** The data **

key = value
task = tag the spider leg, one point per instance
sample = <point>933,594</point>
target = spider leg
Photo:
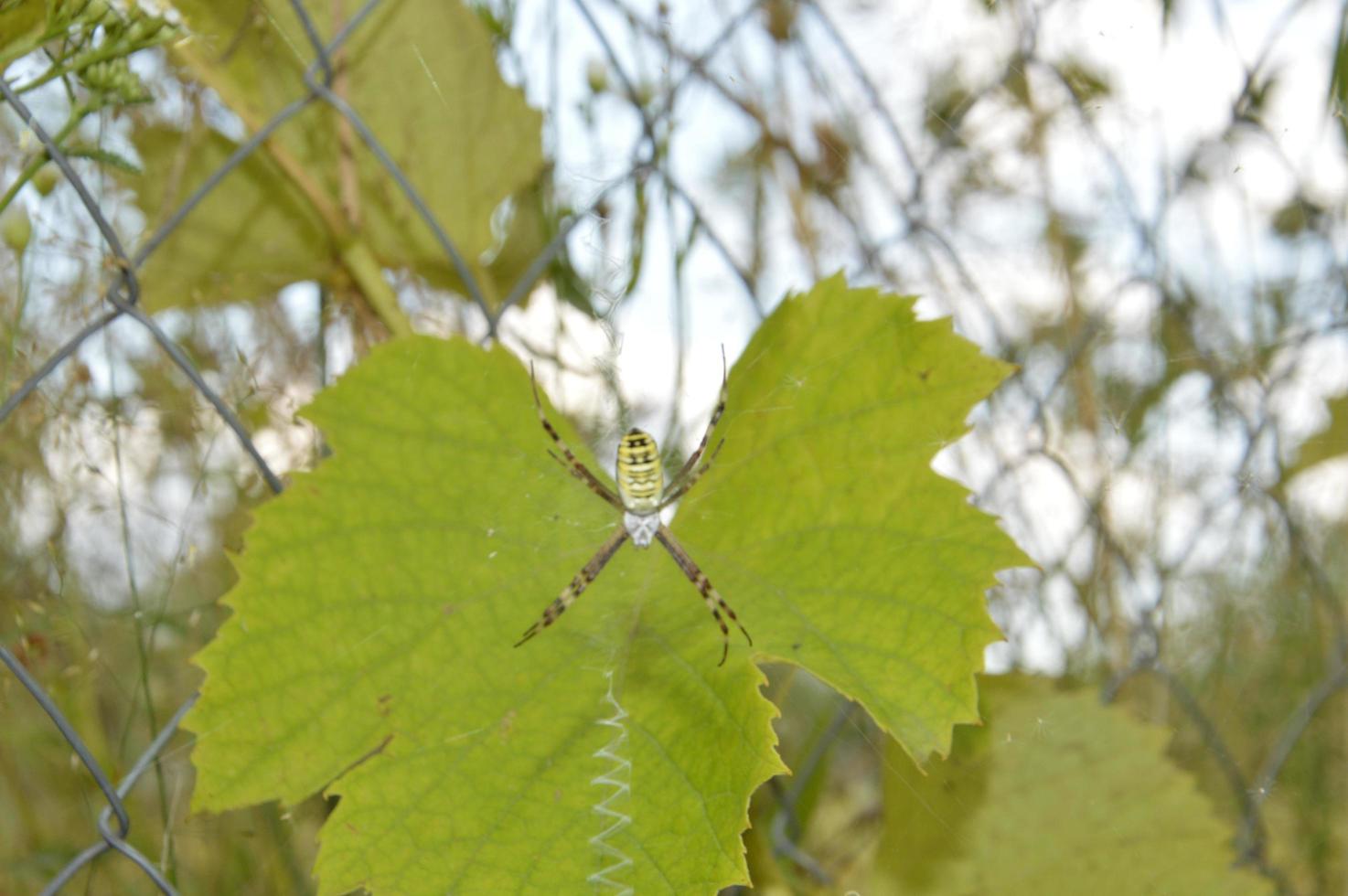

** What you should do **
What I need is every record written out exactly, minus the pictures.

** Solved exercise **
key = value
task = tag the spider leg, one point per instance
sample = <point>933,594</point>
target = spider leg
Photo:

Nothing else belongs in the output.